**Aim of the exercise:** Every entry in the data is to be written out exactly; no picture belongs in the copy.

**Provided records:**
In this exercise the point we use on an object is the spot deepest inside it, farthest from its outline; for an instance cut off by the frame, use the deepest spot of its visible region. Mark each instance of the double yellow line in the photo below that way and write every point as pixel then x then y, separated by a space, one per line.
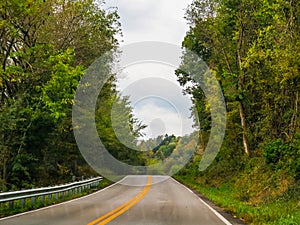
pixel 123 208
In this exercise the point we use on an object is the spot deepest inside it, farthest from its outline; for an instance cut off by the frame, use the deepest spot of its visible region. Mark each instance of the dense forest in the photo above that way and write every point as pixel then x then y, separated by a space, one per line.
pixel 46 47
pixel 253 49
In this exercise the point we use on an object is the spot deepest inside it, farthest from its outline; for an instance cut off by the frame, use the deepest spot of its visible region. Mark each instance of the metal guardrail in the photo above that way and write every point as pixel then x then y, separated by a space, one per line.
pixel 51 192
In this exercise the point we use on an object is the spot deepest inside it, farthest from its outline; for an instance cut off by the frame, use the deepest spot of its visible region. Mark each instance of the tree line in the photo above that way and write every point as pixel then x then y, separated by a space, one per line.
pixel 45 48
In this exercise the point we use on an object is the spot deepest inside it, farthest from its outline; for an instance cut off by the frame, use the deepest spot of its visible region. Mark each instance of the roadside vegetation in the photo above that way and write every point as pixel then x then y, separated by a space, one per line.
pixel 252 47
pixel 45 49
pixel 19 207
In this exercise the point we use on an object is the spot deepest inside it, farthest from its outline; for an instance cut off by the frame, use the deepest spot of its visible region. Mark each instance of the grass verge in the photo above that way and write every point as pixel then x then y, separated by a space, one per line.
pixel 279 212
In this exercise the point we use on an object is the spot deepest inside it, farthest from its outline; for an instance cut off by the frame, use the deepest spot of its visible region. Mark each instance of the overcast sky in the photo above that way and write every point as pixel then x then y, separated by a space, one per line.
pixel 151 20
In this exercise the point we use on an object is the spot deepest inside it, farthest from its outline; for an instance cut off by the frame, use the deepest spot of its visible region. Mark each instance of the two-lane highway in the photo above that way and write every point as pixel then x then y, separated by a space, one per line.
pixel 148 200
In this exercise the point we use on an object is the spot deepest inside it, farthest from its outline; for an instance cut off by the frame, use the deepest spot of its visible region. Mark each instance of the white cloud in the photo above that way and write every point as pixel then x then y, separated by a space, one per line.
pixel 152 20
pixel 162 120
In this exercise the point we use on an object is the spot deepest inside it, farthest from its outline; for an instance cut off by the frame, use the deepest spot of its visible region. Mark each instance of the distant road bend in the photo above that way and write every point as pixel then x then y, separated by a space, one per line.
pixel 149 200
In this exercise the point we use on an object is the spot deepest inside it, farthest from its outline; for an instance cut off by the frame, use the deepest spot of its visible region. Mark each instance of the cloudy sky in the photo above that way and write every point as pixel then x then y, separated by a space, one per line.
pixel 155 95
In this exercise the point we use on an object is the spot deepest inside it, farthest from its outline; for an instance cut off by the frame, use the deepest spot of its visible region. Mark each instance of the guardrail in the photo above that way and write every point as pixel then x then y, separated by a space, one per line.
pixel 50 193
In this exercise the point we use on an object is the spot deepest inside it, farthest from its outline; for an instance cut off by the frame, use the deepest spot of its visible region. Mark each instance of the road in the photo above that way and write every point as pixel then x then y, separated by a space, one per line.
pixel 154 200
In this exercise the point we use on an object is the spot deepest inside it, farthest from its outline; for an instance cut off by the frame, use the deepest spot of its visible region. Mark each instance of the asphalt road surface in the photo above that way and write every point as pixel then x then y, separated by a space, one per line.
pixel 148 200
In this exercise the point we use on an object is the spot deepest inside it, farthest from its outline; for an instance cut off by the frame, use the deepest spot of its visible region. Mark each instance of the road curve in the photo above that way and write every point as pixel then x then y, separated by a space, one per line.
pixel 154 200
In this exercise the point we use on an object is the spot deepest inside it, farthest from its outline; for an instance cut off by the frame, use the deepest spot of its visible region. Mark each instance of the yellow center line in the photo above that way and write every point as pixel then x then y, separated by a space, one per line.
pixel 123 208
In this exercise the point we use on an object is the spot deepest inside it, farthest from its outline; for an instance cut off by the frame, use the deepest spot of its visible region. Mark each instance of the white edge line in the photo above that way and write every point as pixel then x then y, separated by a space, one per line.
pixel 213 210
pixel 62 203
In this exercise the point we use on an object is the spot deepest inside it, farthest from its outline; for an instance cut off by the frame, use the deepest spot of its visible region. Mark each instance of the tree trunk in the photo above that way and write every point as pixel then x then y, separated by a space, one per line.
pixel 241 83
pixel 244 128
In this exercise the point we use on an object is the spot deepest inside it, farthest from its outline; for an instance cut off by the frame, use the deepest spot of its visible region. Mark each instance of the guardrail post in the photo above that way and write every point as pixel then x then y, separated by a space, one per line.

**Expected answer:**
In this exercise the point we use on an object is the spot deepest inside it, farthest from its outline; for an instance cut off by the frame, use the deepest spot of its visible region. Mark each instance of the double yellow line in the photo below that way and write every point as pixel then x then y, separated by a space, one per line.
pixel 123 208
In this exercise the point we use on an object is the spot deepest inside it, farthest from its outline; for an instance cut off by the frame, use the deepest spot of its visible region. Mark each instance of the dense forest in the photo above that way and write every point as pixel then x then y, separated by a space, one per line.
pixel 46 47
pixel 253 49
In this exercise the point we use on an object is the spot deepest inside it, farthest from its outline; for an instance cut off by the frame, use the deepest spot of its visible region. Mark each instance of the metal guardrail in the photo above that way and write every point as pixel then x then y, separated by a space, one per line.
pixel 51 192
In this exercise the point we use on an object is the spot deepest inside it, farthest from its outline; for an instance cut off by the frame, use the deepest spot of its visible region. Mark each instance of the tree line in the photo above that way and write every point as pixel then x then y, separated by a space, one per line.
pixel 45 48
In this exercise the point we use on an object is the spot deepest inside it, farthest from its outline; for an instance cut off by the frame, use the deepest spot of its visible region. Mark each instance of the roadside vegetation in the photo above that way and write every point as pixel then x then y, separated by a space, one per line.
pixel 252 47
pixel 45 49
pixel 19 207
In this exercise the point we use on an object is the spot deepest inside it, farthest from its outline; for an instance cut off by the frame, use the deepest spot of its visible region. Mark each instance of the grass verge in the photo above that way and write every point as pixel then x then y, separated by a space, one per line.
pixel 279 212
In this exercise the point we use on an object is the spot deepest inside it, farthest from its outline; for an instance cut off by the frame, use the deepest spot of its visible region. Mark each instance of the overcast sky in the photo above that way and write every point as pixel then x then y, separated by a space, one per line.
pixel 151 20
In this exercise the point we use on an object is the spot deepest inside it, farthest from its outline; for an instance cut off by the frame, use the deepest spot of its visible region. Mark each instance of the two-lane highway in the photo above that way and write every point as pixel then x then y, separated by a space, one per line.
pixel 148 200
In this exercise the point we use on an object is the spot deepest inside it, farthest from its outline; for an instance cut off by the frame, use the deepest spot of its visible region. Mark each instance of the white cloud in the photo above that way and write every point as pixel then x then y, separated by a space, one per line.
pixel 152 20
pixel 162 120
In this exercise the point we use on an object is the spot deepest inside it, farthest from its outline; for an instance cut off by the frame, use the deepest spot of its visible region. Mark each instance of the distant road bend in the photo above that way and write every point as pixel then x then y, separated by a space, one per line.
pixel 149 200
In this exercise the point we use on an object is the spot deepest inside it, farthest from its outline; for an instance cut off by the frame, use the deepest spot of its visible region. Mark each instance of the cloudy sky in the photo above that way and write every point as pixel then x then y, separated by a space, one per line.
pixel 155 95
In this exercise the point we use on an object is the spot deepest inside it, farthest from its outline; for an instance cut off by the frame, use the deepest spot of its visible region. Mark each instance of the guardrail in the photo above that way and write every point as pixel then x then y, separated by a space, one per line.
pixel 50 193
In this exercise the point we use on an object is the spot deepest inside it, farthest from its outline; for an instance cut off by the frame, use the deepest spot of its visible region. Mark each instance of the road in the photo above that way and write every point as pixel then x then y, separated by a space, one per line.
pixel 154 200
In this exercise the point we use on an object is the spot deepest inside it, farthest from its outline; for an instance cut off by the frame, use the deepest spot of its visible region. Mark each instance of the asphalt road surface in the photo above that way and write every point as pixel then x then y, separated by a space, one per line.
pixel 148 200
In this exercise the point we use on an object is the spot deepest inside it, farthest from its outline; for an instance cut off by the frame, use the deepest spot of its visible region. Mark each instance of the road curve in the photo above that way and write every point as pixel then x then y, separated by a space, one per line.
pixel 154 200
In this exercise the point we use on an object is the spot deepest inside it, farthest from its outline; for an instance cut off by the frame, use the deepest spot of its visible region. Mark each instance of the yellow center line in the photo above that way and write every point as pixel then x then y, separated by a space, one per line.
pixel 123 208
In this exercise the point we use on an object is the spot deepest inside it, farthest from its outline; for an instance cut off by the frame, use the deepest spot of its visible region. Mark each instance of the white edge line in the photo above that way and write every point as pixel then x then y, separated by a space, one per line.
pixel 213 210
pixel 62 203
In this exercise the point we use on an object is the spot deepest inside it, farthest from its outline; for an instance cut off by the frame, use the deepest spot of its visible region. Mark each instance of the tree trunk in the photo above that way and write every point as pixel then x then y, separated by a space, one per line.
pixel 241 83
pixel 244 128
In this exercise the point we use on an object is the spot deepest inside it, farthest from its outline; for an instance cut off by the frame, use the deepest spot of its visible region. Mark each instance of the guardrail post in the photo above that way and write every point as pixel then x then y, separated by a space, one per line.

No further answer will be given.